DOCUMENT SEGMENT
Right. The part that's reflected in our gas price is, yes, basically, wherever we sell the gas at. So that's how you properly show that. So if our Haynesville gas and some of the gas that we transport the longest away from the wellhead to certain other delivery points to get better -- because of the big volumes, so that's reflected -- that's a big part of our transportation costs, that's part of lifting costs. And those costs you see are going to be pretty bearable and are going to be -- they came down with a lower gas production in the Haynesville. Most of our oil, there's not too much transportation costs associated with our oil because most of them is sold at the wellhead. So that's going to be reflected in the netbacks we get in our oil prices.

Miles Jay Allison

One comment on the Eagle Ford. We have reduced cost probably a little less than $8 million right now, but as you increase the laterals, like Mark said, and we're probably in the $8 million kind of ZIP code in that. But if we had to have wells that cost less, then we could. But it's all a factor of how long the lateral is, and 6,000 feet is just a pretty good lateral. And I think on the vertical Wolfbone, some of the offsetting operators are drilling just the vertical wells for a little less than $4 million, drilling and completing. So I think our goal in 2013 is to have a vertical program and try to drill and complete those wells for a little less than $4 million. We're seeing costs coming down there, and like Mark said, anytime you enter a new area, it takes a little while to kind of crack the code there, and we've done it in every area that we've been in. And, of course, as you know, our IP rates have been excellent. They've been superior to offset operators. So I think we're getting close there.

Operator

Your next question comes from the line of Ron Mills of Johnson Rice.

Ronald E. Mills - Johnson Rice & Company, L.L.C., Research Division

On the completion cost side, I don't know, Jay or Mark, who's best to answer this, is this -- the lower completion cost, is that a function of renegotiating pricing already with your service providers or is that something to be on the come in 2013? What's -- what are the prime determinants behind those $400,000 to $500,000 of cost savings?

TASKS
1 - Name every oil or gas area that the transcript mentions by name.
2 - Reproduce the passage of the transcript starting with "Your next question" and going on through "of cost savings?".
These entries were taken from a separate source.

[Items listed in a dataset]
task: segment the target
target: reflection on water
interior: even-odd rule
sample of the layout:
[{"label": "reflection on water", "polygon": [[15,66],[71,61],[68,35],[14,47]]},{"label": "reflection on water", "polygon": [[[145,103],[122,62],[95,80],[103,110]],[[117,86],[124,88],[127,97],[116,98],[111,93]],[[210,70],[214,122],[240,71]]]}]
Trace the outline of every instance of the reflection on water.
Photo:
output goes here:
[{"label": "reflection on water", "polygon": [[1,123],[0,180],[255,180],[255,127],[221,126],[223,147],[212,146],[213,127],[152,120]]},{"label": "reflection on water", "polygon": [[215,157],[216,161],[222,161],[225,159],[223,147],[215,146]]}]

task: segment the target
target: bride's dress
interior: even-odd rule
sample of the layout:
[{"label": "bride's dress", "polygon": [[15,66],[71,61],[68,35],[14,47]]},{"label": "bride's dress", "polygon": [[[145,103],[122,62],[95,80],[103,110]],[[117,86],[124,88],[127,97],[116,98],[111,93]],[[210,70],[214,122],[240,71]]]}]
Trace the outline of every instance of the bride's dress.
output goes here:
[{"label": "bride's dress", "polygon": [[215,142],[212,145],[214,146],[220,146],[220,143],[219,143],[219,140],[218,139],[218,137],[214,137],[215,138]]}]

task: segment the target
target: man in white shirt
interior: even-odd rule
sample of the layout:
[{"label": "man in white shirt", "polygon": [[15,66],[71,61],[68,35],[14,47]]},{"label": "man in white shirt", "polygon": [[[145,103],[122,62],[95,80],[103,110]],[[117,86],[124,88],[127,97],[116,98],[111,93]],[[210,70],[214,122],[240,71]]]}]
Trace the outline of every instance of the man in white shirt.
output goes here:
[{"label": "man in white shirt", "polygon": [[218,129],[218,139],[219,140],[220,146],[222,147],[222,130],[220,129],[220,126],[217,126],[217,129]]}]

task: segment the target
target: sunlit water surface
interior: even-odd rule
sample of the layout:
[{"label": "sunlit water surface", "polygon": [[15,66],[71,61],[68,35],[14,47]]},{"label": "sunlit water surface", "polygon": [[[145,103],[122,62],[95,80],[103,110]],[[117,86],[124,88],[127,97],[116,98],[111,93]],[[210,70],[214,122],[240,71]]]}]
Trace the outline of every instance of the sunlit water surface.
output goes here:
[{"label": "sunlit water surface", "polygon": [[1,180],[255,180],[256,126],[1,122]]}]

RESPONSE LIST
1 - Haynesville, Eagle Ford, Wolfbone

2 -
Your next question comes from the line of Ron Mills of Johnson Rice.

Ronald E. Mills - Johnson Rice & Company, L.L.C., Research Division

On the completion cost side, I don't know, Jay or Mark, who's best to answer this, is this -- the lower completion cost, is that a function of renegotiating pricing already with your service providers or is that something to be on the come in 2013? What's -- what are the prime determinants behind those $400,000 to $500,000 of cost savings?